== SUPPLIED DATA ==

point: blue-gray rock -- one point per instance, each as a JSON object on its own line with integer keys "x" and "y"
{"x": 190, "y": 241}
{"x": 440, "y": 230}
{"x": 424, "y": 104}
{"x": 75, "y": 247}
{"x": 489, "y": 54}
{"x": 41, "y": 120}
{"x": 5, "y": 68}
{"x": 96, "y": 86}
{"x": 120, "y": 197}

===

(PROBLEM DETAILS) Your task is to output all of the data above word for word.

(RESULT OF THIS TASK)
point: blue-gray rock -- one point per instance, each as a JSON object on its own line with integer keys "x" and "y"
{"x": 190, "y": 241}
{"x": 440, "y": 230}
{"x": 424, "y": 104}
{"x": 75, "y": 247}
{"x": 489, "y": 54}
{"x": 41, "y": 120}
{"x": 5, "y": 68}
{"x": 96, "y": 86}
{"x": 120, "y": 197}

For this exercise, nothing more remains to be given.